◆ EXERCISE BRIEF
Please reproduce all of the listing below exactly and drop its images.

___ TASK INPUTS ___

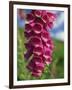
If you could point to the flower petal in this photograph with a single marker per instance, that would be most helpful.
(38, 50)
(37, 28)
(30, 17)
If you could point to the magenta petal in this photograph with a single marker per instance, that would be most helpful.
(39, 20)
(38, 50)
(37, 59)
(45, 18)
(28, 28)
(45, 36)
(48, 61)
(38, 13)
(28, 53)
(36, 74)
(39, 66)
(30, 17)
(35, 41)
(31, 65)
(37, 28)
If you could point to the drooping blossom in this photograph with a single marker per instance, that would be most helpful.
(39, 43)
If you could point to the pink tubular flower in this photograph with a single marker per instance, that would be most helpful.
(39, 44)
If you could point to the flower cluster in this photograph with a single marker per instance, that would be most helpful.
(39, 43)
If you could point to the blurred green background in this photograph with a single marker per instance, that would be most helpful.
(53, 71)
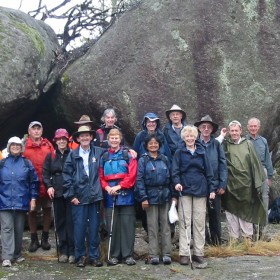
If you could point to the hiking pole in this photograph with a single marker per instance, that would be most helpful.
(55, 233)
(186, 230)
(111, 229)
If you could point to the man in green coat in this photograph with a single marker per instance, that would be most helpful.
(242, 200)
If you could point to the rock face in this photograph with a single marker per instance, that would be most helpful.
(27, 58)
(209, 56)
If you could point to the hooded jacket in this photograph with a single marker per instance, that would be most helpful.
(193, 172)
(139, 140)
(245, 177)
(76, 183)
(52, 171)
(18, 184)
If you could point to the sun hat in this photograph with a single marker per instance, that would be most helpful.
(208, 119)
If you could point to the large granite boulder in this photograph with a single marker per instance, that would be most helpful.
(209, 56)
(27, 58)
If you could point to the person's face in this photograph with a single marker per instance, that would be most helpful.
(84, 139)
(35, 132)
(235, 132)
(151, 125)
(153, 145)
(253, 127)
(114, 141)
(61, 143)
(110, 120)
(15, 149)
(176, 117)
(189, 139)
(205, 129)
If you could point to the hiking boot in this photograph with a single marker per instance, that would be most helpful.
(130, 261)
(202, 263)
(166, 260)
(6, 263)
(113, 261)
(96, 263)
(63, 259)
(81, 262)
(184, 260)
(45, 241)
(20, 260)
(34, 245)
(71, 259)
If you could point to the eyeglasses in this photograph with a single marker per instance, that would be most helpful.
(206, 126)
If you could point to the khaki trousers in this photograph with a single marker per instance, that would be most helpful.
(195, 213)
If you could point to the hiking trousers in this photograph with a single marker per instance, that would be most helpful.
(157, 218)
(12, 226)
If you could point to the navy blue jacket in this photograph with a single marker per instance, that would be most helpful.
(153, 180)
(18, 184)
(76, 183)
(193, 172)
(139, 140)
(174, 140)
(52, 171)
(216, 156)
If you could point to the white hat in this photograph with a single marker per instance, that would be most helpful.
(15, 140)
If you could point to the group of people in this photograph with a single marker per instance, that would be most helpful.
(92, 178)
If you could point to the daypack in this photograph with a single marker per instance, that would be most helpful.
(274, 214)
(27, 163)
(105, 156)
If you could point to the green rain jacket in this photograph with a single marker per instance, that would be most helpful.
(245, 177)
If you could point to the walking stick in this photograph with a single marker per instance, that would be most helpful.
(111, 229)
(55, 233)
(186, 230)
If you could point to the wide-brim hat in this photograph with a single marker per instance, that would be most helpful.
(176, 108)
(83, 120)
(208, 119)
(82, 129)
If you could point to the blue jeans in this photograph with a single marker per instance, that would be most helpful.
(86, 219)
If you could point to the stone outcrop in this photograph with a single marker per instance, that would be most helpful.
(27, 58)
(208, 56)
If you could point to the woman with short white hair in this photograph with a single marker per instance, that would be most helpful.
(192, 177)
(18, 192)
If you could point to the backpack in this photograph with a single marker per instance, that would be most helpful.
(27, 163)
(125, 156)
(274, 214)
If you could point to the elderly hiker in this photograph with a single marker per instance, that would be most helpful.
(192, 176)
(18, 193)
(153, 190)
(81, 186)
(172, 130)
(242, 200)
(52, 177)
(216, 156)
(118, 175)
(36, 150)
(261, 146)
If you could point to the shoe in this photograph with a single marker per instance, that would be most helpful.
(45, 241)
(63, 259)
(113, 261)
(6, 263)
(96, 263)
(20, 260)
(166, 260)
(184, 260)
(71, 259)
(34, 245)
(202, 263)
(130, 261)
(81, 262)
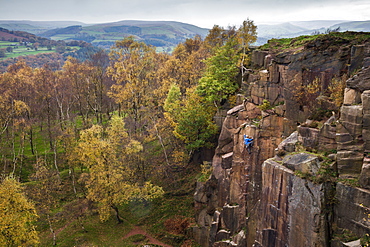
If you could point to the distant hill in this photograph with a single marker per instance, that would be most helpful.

___

◆ EXERCISE OUTPUT
If you could point to the flower petal in this photograph with a single marker per instance, that would be most helpful.
(38, 50)
(37, 28)
(30, 17)
If you could point to the magenta petal in this photograph with a single marker per instance, that would be most helpful.
(39, 20)
(38, 50)
(37, 59)
(45, 18)
(28, 28)
(45, 36)
(48, 61)
(38, 13)
(28, 53)
(36, 74)
(39, 66)
(30, 17)
(35, 41)
(31, 65)
(37, 28)
If you could point to the drooping blossom in this photograph with a single marker per instance, that would be most helpful.
(39, 43)
If you could point to the pink tubular flower in this photograph with a single marker per instance, that would be most helpful.
(39, 44)
If you could point to the flower cluster in this photograph with a single marker per instance, that would be most helpful.
(39, 43)
If you could point to the blurred green background in this photograph with a single marker per instance, that would be most helpful.
(53, 71)
If you could point to the hiking pole in this photograph with a single marker per instance, that would be most helpful.
(55, 233)
(186, 230)
(111, 229)
If you could point to the man in green coat in this photograph with a single marker per instance, that would be most helpful.
(242, 200)
If you could point to the rock face in this photograph with a single marker per instance, that would be most helpful.
(27, 58)
(209, 56)
If you could point to the hooded jacket in this photograph with a single marker per instance, that would be most helpful.
(193, 172)
(139, 140)
(245, 177)
(76, 183)
(52, 171)
(18, 184)
If you could point to the sun hat in this photograph with a single marker per instance, that would be most helpful.
(208, 119)
If you could point to the large granite boulder in this photograph with a single marker per instance, that would be most helpful.
(209, 56)
(27, 58)
If you could point to the person's face in this photograph with a single marker per instance, that would be most helpful.
(84, 139)
(35, 132)
(235, 132)
(151, 125)
(153, 145)
(253, 127)
(114, 141)
(61, 143)
(110, 120)
(15, 149)
(176, 117)
(189, 139)
(205, 129)
If you could point to the hiking boot in this photograph with a single marker per instance, that would be most helpful.
(130, 261)
(202, 263)
(166, 260)
(6, 263)
(113, 261)
(96, 263)
(63, 259)
(81, 262)
(184, 260)
(45, 241)
(20, 260)
(34, 245)
(71, 259)
If you could point to the eyeglasses in this photograph with a single marker per instance, that would be most helpful.
(206, 126)
If you could point to the khaki trousers in this photograph with a single marker per instance, that would be most helpful.
(195, 213)
If you could point to the hiking trousers in this photograph with a single marker per instance, that would be most helpful.
(157, 218)
(12, 226)
If you could point to the navy blue jacket in this photograph with a single marker per instance, that would be most helpful.
(153, 180)
(18, 184)
(76, 183)
(193, 172)
(139, 140)
(174, 140)
(52, 171)
(216, 156)
If you could point to the white hat in this photograph with a single marker per instance, that would be most helpful.
(15, 140)
If you could point to the group of people in this photograph with a single marker per instance, that would be most helpful.
(92, 178)
If you could point to the daypack in this photograph with a single marker per instance, that would be most helpful.
(274, 214)
(27, 163)
(105, 156)
If you could point to the green rain jacket in this photograph with a single marker per instance, that would be most helpful.
(245, 177)
If you could point to the walking stick in this photograph with a single marker per instance, that would be most helpful.
(111, 229)
(55, 233)
(186, 230)
If you could point to the wide-brim hat in this photograph with a single marker per instance, that would be most helpful.
(176, 108)
(83, 120)
(208, 119)
(82, 129)
If you could point to the blue jeans in this photograph with a single marker per instance, that would be most helpful.
(86, 219)
If you could point to the stone outcrop in this photograph with a single marker per instance, that would be most helpful.
(27, 58)
(208, 56)
If you could point to the woman with short white hair in this photograph with a single marker per instance, that would be most helpful.
(192, 177)
(18, 192)
If you could point to the backpack in this photograph with a single marker per instance, that would be most helpful.
(27, 163)
(125, 156)
(274, 214)
If you could point to the elderly hiker in this photograph with a single marker per instance, that would be most helpful.
(192, 176)
(18, 193)
(153, 190)
(81, 186)
(172, 130)
(242, 200)
(52, 177)
(216, 156)
(118, 175)
(36, 150)
(261, 146)
If you could point to the shoe in this photograph with a single marker per instance, that would be most helpful.
(45, 241)
(63, 259)
(113, 261)
(6, 263)
(96, 263)
(20, 260)
(166, 260)
(184, 260)
(71, 259)
(34, 245)
(202, 263)
(130, 261)
(81, 262)
If you could point to the distant hill in this photograph with a single marker per instance, that would be most helpful.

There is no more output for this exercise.